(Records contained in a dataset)
_ _ _ _ _

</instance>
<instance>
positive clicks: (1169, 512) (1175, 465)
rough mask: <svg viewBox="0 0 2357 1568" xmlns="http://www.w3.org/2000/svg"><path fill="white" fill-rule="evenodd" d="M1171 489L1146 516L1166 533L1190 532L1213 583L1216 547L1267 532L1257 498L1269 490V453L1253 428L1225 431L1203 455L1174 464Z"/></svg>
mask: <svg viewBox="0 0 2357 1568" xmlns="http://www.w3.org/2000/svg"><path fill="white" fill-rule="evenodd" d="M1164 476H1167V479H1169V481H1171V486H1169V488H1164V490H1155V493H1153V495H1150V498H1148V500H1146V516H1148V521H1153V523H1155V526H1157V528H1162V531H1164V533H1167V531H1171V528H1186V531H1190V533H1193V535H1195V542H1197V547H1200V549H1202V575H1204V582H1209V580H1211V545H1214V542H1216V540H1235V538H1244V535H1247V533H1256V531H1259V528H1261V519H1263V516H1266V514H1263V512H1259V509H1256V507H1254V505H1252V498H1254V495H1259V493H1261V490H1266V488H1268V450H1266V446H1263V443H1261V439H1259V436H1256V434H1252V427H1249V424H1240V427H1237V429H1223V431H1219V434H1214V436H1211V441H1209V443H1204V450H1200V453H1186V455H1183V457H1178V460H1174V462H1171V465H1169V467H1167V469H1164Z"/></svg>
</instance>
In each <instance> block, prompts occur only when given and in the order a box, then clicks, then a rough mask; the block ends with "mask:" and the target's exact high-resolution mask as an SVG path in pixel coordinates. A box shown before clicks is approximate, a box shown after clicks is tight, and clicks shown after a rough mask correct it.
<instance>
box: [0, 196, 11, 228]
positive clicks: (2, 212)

_ _ _ _ _

→ **Work order**: An exact copy of the data is needed, running from its first line through the line that holds "box: [0, 196, 11, 228]", and nothing beyond that.

→ **Output for this task**:
</instance>
<instance>
positive clicks: (1169, 512) (1175, 465)
rough mask: <svg viewBox="0 0 2357 1568" xmlns="http://www.w3.org/2000/svg"><path fill="white" fill-rule="evenodd" d="M1171 489L1146 516L1166 533L1190 532L1213 583L1216 547L1267 532L1257 498L1269 490V453L1253 428L1225 431L1203 455L1174 464Z"/></svg>
mask: <svg viewBox="0 0 2357 1568" xmlns="http://www.w3.org/2000/svg"><path fill="white" fill-rule="evenodd" d="M1164 476H1167V479H1169V481H1171V486H1169V488H1164V490H1155V493H1153V495H1150V498H1148V500H1146V516H1148V521H1153V523H1155V526H1157V528H1162V531H1164V533H1167V531H1171V528H1186V531H1190V533H1193V535H1195V542H1197V547H1200V549H1202V575H1204V582H1209V580H1211V545H1214V542H1216V540H1235V538H1244V535H1247V533H1256V531H1259V528H1261V519H1263V516H1266V514H1263V512H1259V509H1256V507H1254V505H1252V498H1254V495H1259V493H1261V490H1266V488H1268V450H1266V446H1263V443H1261V439H1259V436H1256V434H1252V427H1249V424H1240V427H1237V429H1223V431H1219V434H1214V436H1211V441H1209V443H1204V450H1200V453H1186V455H1183V457H1178V460H1174V462H1171V465H1169V467H1167V469H1164Z"/></svg>
</instance>
In each <instance> block, prompts occur only when given and in the order a box, then clicks, then a rough mask; the block ends with "mask:" and the target's exact high-resolution mask as an SVG path in pixel coordinates. A box shown before clicks is approximate, a box shown after clicks is tight, and clicks shown after a rough mask correct it.
<instance>
box: [0, 196, 11, 228]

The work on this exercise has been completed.